Required work: Render every line of the listing below as a JSON list of strings, one string per line, skipping blank lines and leaving out the pictures.

Dataset:
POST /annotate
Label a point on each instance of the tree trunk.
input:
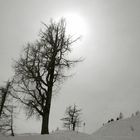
(45, 117)
(45, 123)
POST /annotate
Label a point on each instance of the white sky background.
(107, 82)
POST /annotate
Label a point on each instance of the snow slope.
(63, 135)
(126, 129)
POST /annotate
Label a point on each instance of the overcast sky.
(107, 82)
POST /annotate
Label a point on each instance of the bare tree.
(72, 118)
(41, 68)
(6, 109)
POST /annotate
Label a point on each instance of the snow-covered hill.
(126, 129)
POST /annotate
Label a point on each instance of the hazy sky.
(107, 82)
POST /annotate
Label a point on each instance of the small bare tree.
(40, 68)
(72, 118)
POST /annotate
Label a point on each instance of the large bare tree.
(41, 67)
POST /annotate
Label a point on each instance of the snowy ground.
(127, 129)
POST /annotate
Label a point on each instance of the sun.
(76, 25)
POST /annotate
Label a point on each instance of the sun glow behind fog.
(76, 25)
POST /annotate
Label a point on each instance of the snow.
(125, 129)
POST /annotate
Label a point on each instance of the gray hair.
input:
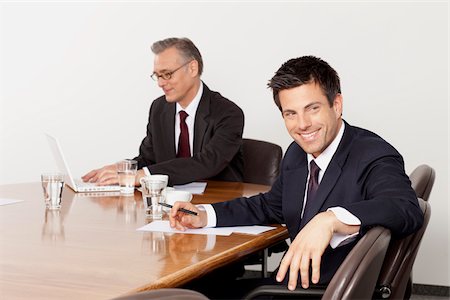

Result of the exercise:
[
  "POST /annotate",
  "Label a point on each instance of the tree trunk.",
  "input:",
  "(45, 117)",
  "(45, 123)",
  "POST /annotate",
  "Label a point on each instance of the white sky background.",
  "(107, 82)",
  "POST /annotate",
  "Label a point on each instance of the snow slope.",
  "(63, 135)",
  "(126, 129)",
  "POST /annotate",
  "Label a point on each instance of the overcast sky.",
  "(107, 82)",
  "POST /annotate",
  "Label a point on each instance of the bare tree.",
  "(72, 118)",
  "(41, 68)",
  "(6, 109)",
  "POST /annotate",
  "Label a point on each instance of the snow-covered hill.",
  "(126, 129)",
  "POST /annotate",
  "Label a point on each instance of the hazy sky.",
  "(107, 82)",
  "POST /annotate",
  "Label a point on each instance of the small bare tree.",
  "(40, 68)",
  "(72, 118)",
  "POST /annotate",
  "Label a point on each instance of the large bare tree.",
  "(41, 67)",
  "POST /annotate",
  "Label a point on each instance of the snowy ground.",
  "(127, 129)",
  "POST /annotate",
  "Label a point on each instance of the sun.",
  "(76, 25)",
  "POST /annotate",
  "Label a point on each instance of the sun glow behind fog.",
  "(76, 25)",
  "POST /annotate",
  "Label a point on each instance of the snow.",
  "(125, 129)",
  "POST /annotate",
  "Label a point on each instance of the gray hair.",
  "input:"
]